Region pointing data
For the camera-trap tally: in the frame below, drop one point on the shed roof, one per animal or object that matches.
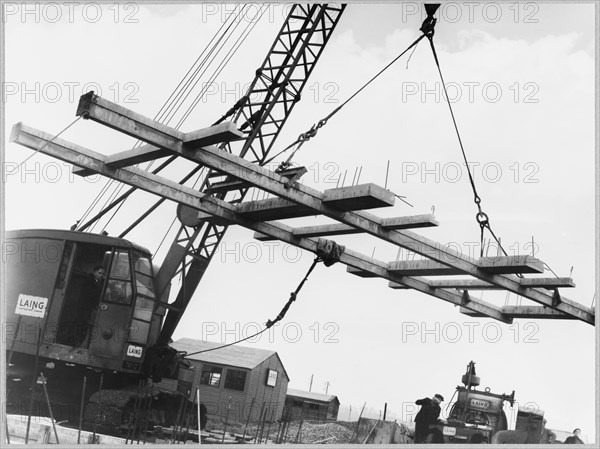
(234, 355)
(309, 395)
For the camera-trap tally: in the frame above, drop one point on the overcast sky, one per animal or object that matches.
(521, 78)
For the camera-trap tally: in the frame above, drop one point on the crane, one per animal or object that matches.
(134, 298)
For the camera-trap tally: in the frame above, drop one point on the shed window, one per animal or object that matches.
(211, 375)
(235, 379)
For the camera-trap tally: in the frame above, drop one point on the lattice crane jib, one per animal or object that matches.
(264, 110)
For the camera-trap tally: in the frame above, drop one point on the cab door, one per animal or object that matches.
(113, 315)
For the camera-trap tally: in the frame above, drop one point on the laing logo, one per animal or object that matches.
(476, 403)
(134, 351)
(31, 305)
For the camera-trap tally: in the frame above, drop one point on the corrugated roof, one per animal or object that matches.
(234, 355)
(311, 396)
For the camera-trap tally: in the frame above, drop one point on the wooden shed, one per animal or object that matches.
(241, 378)
(313, 406)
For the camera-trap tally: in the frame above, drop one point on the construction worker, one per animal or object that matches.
(429, 413)
(548, 436)
(574, 439)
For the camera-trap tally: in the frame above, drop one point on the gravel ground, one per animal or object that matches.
(337, 432)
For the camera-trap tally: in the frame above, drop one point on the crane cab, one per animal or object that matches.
(90, 298)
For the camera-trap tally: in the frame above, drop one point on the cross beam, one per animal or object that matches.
(414, 221)
(475, 284)
(140, 127)
(91, 160)
(522, 312)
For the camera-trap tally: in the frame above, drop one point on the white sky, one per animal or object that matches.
(523, 82)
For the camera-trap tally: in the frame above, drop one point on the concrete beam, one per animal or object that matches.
(363, 196)
(235, 184)
(119, 118)
(501, 264)
(415, 221)
(511, 264)
(475, 284)
(530, 312)
(223, 132)
(409, 222)
(90, 160)
(421, 268)
(361, 273)
(273, 209)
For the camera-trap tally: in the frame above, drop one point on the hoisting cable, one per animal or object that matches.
(167, 108)
(47, 143)
(481, 217)
(312, 132)
(197, 75)
(328, 252)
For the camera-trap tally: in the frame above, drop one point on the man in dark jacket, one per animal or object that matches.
(88, 303)
(429, 413)
(574, 439)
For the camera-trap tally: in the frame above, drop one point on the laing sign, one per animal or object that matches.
(29, 305)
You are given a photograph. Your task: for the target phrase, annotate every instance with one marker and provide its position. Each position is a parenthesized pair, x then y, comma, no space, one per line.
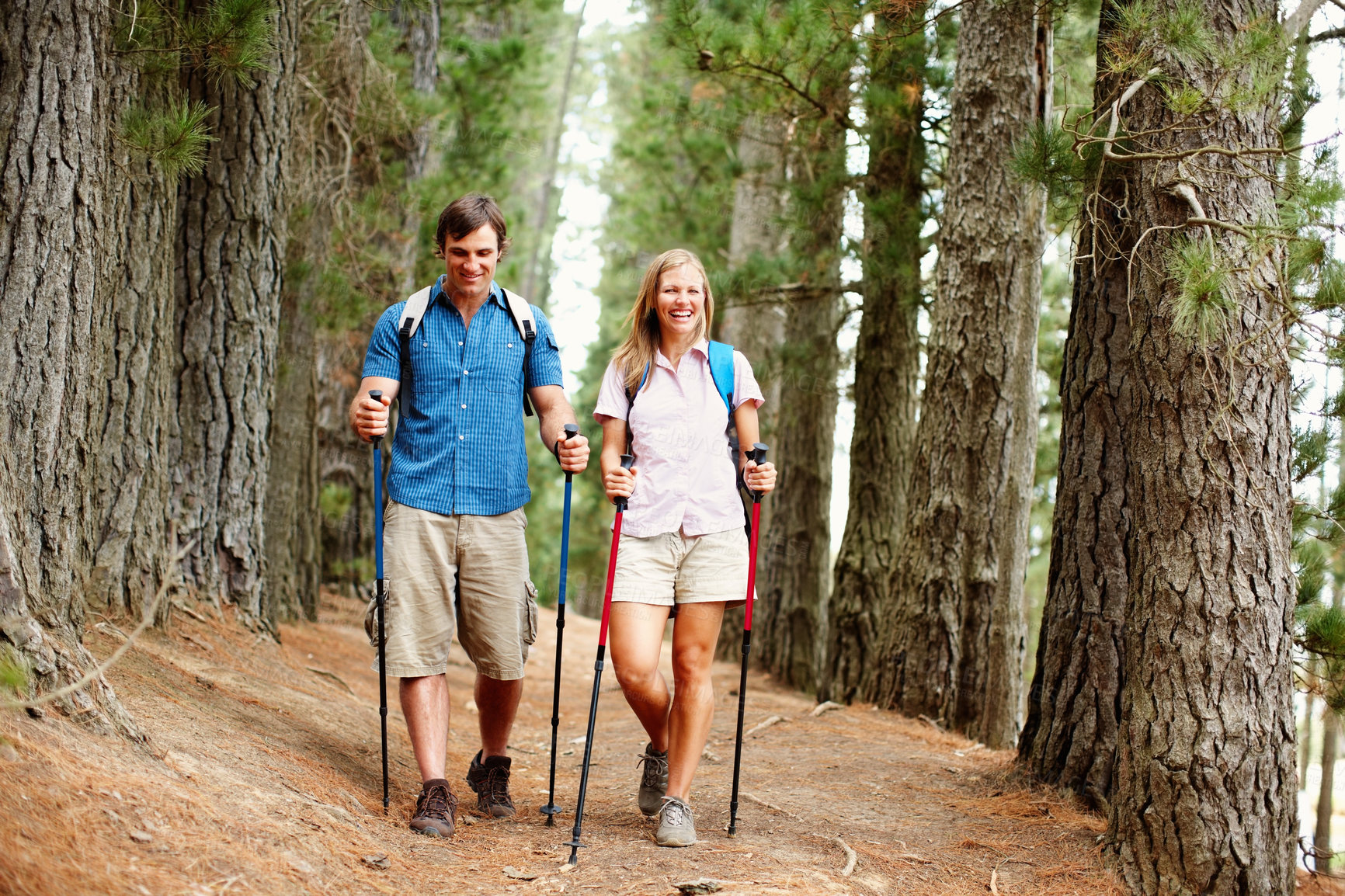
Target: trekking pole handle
(571,431)
(627,462)
(377,394)
(757,453)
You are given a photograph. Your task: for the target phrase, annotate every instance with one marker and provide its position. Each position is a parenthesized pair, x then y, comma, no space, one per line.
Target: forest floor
(261,775)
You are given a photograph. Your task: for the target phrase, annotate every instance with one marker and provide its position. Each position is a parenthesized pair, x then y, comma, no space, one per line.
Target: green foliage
(224,38)
(14,670)
(176,139)
(1204,299)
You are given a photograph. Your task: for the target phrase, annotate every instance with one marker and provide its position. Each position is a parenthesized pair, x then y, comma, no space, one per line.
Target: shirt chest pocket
(505,366)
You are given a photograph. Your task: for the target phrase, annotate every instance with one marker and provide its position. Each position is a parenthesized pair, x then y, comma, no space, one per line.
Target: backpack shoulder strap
(721,370)
(630,401)
(412,314)
(527,325)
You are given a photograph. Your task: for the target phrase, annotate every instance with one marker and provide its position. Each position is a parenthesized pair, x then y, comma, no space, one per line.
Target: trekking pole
(378,591)
(757,453)
(551,809)
(627,462)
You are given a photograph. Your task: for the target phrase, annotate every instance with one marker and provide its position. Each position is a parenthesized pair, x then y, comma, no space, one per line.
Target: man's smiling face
(681,303)
(471,262)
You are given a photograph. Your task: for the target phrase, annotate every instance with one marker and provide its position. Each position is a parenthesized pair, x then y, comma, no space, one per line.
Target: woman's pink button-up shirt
(685,478)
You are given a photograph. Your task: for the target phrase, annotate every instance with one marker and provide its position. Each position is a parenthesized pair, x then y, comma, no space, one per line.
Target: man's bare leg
(496,705)
(426,710)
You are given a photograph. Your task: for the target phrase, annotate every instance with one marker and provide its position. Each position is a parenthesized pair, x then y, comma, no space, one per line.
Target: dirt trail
(262,775)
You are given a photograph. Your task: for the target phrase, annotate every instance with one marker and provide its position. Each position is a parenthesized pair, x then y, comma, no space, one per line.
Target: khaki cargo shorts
(492,609)
(670,568)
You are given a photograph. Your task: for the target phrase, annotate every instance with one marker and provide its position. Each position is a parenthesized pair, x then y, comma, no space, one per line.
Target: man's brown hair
(467,214)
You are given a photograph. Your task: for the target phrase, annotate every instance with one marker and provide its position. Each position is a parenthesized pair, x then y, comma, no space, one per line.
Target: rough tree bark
(752,321)
(1074,705)
(54,170)
(798,545)
(321,179)
(231,234)
(1204,795)
(887,372)
(957,629)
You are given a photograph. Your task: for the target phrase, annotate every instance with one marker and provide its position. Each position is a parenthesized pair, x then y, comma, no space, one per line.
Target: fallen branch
(850,859)
(117,654)
(766,724)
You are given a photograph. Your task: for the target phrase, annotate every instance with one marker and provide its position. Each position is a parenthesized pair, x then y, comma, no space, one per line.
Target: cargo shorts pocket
(530,613)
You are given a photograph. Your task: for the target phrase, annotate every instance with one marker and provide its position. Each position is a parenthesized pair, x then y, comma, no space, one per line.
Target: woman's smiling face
(681,301)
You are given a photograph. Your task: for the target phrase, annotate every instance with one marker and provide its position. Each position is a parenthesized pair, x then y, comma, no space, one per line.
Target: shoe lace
(676,813)
(496,786)
(654,769)
(439,802)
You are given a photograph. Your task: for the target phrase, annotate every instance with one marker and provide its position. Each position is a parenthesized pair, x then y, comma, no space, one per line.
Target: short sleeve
(545,367)
(611,396)
(381,358)
(744,382)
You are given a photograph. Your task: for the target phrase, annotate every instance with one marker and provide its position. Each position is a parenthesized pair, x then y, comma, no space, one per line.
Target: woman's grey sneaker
(654,780)
(677,828)
(436,809)
(490,780)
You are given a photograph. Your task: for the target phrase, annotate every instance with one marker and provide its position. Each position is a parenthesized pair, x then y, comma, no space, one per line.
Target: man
(454,529)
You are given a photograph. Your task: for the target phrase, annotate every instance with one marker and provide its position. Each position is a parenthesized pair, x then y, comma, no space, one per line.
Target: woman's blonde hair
(642,342)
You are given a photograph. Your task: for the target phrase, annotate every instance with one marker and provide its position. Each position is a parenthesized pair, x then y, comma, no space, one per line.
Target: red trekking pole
(627,462)
(757,453)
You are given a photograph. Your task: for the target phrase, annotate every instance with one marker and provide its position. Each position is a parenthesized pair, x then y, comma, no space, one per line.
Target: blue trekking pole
(378,591)
(551,809)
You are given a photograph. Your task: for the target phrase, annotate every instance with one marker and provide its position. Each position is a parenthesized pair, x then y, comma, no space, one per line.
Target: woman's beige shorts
(672,568)
(492,609)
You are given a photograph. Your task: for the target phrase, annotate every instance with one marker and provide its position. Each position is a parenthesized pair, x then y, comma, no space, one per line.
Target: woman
(682,537)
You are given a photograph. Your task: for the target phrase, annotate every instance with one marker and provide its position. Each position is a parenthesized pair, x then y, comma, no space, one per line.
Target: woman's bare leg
(694,635)
(635,637)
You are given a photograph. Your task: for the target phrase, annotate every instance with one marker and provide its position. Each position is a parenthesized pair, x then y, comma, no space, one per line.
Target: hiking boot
(490,780)
(654,780)
(436,809)
(677,828)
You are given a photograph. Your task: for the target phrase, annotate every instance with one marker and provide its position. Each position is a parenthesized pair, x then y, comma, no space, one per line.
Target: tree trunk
(1205,797)
(957,631)
(54,171)
(797,547)
(751,321)
(1074,705)
(231,234)
(887,372)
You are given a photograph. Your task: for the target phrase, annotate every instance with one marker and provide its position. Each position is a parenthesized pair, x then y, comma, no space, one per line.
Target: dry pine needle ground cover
(262,776)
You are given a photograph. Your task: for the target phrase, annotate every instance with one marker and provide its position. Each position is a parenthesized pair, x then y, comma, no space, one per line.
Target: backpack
(721,372)
(419,303)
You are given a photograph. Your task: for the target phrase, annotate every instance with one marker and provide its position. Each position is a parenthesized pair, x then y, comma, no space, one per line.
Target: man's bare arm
(367,418)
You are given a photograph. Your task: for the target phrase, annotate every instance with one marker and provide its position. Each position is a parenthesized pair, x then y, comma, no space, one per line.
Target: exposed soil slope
(262,775)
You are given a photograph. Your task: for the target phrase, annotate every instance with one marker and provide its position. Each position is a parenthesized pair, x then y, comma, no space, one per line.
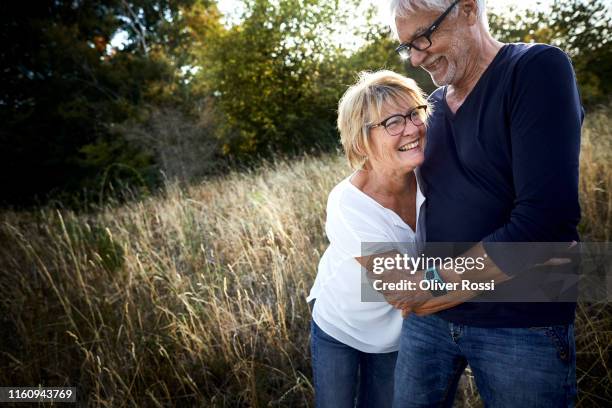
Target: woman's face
(403,152)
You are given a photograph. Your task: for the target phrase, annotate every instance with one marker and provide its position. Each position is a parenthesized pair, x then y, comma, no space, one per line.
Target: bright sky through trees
(232,9)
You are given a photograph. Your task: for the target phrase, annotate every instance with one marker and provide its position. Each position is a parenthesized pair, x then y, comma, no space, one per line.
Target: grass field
(197,297)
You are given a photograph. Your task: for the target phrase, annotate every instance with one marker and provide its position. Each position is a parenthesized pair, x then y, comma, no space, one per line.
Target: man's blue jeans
(512,367)
(346,377)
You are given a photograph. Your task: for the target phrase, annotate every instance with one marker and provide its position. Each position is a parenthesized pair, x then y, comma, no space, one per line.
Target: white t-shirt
(354,217)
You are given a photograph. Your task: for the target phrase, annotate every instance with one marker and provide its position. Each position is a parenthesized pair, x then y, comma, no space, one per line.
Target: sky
(231,9)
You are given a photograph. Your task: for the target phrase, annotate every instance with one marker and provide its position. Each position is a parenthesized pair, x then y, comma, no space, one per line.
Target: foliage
(582,28)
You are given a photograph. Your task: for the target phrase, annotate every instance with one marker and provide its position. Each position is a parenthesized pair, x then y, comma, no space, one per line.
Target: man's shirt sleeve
(545,118)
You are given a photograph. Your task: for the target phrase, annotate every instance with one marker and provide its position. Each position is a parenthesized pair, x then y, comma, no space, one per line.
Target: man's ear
(469,10)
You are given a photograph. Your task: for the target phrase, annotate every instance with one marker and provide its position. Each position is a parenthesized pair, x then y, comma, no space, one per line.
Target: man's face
(446,59)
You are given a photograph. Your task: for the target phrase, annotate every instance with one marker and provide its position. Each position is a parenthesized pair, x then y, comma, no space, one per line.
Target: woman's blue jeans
(346,377)
(512,367)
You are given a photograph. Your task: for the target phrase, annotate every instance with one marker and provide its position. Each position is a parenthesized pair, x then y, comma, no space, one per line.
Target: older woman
(354,343)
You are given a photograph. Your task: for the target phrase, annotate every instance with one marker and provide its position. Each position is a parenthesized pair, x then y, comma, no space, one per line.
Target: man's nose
(417,57)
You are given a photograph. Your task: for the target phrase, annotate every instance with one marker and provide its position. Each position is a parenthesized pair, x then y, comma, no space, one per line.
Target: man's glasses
(395,124)
(423,41)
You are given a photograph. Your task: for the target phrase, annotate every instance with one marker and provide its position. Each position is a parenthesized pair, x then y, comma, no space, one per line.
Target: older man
(501,165)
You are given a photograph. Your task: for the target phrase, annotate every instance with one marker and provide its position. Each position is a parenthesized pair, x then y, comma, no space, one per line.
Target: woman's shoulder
(347,200)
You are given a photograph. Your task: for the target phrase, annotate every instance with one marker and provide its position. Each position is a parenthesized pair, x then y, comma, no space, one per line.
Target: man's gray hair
(401,8)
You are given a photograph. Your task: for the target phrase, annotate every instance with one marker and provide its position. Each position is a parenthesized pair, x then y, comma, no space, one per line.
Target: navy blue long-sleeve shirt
(504,168)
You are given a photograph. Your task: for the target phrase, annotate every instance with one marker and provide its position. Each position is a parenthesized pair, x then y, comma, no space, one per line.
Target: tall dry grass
(197,298)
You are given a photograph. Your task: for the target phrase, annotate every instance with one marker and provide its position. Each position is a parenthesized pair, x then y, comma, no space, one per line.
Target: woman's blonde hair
(362,105)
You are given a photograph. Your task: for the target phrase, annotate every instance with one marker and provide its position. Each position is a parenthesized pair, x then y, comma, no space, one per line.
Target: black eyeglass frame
(408,45)
(407,116)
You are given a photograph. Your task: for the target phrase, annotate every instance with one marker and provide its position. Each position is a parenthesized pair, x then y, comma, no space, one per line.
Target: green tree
(580,27)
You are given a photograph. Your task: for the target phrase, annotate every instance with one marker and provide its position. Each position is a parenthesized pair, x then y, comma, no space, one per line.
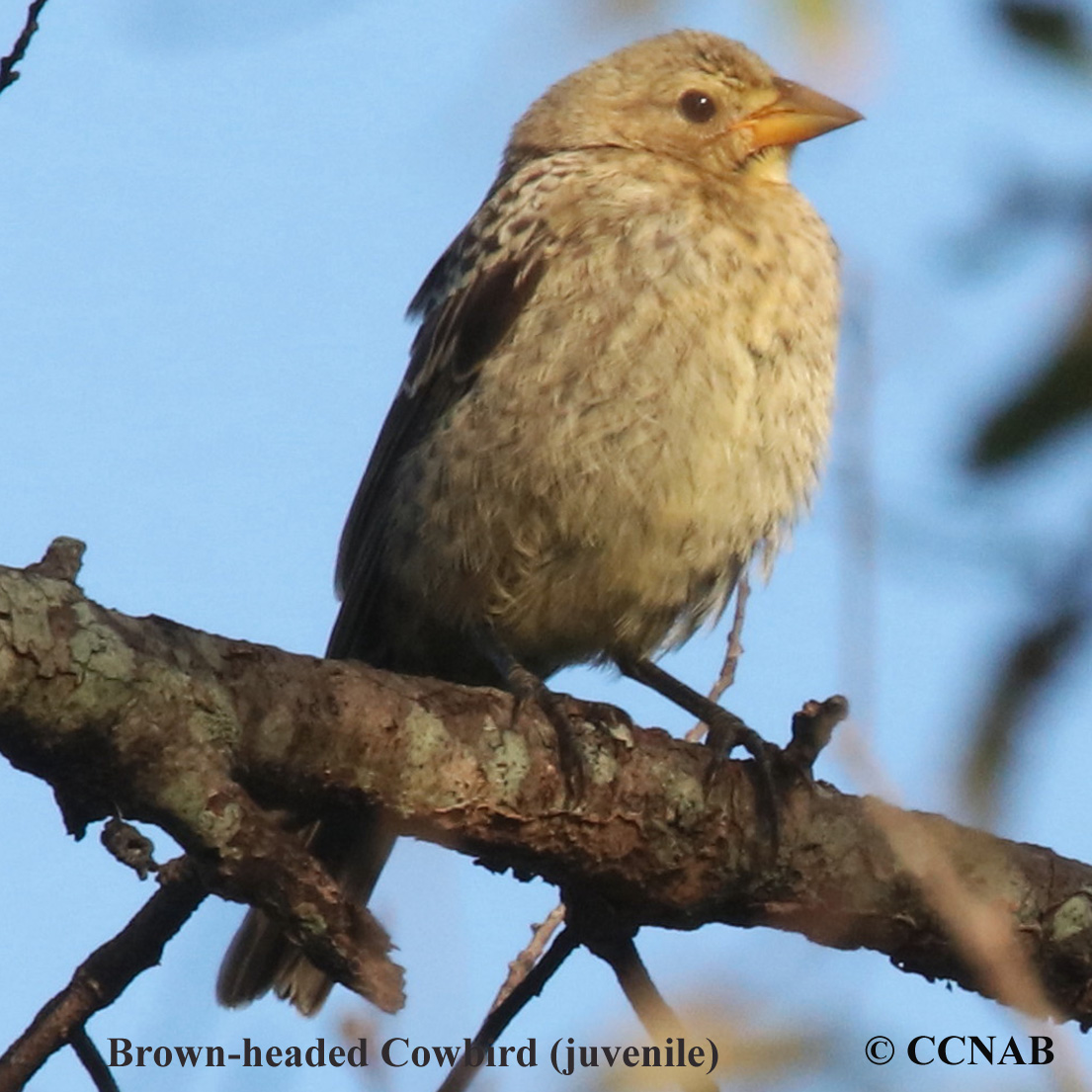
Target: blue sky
(211,217)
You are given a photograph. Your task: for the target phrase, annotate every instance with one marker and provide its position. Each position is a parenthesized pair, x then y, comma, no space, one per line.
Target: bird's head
(690,95)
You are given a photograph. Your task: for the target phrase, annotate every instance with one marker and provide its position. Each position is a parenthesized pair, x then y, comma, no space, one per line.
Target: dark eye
(697,106)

TASK INSTRUCTIONS: Produce an exact copy of the lines from the one containing "Target: blue sky" through the final line of the data, both ends included, and only those.

RESULT OF THE TASK:
Target: blue sky
(211,217)
You are given a photograph. Your task: for the target phrase, annotate every instance with one marker and provide its position. Each position is a parenthesized pair, x then y, comma, no space, one per line.
Target: bird's head
(690,95)
You are given a photograph. Your task: for the target phrase, annotate every instance with one marker and provide its position. Each position is a parenthesized pair, x then y, comma, no space, one per line.
Target: dark eye
(697,106)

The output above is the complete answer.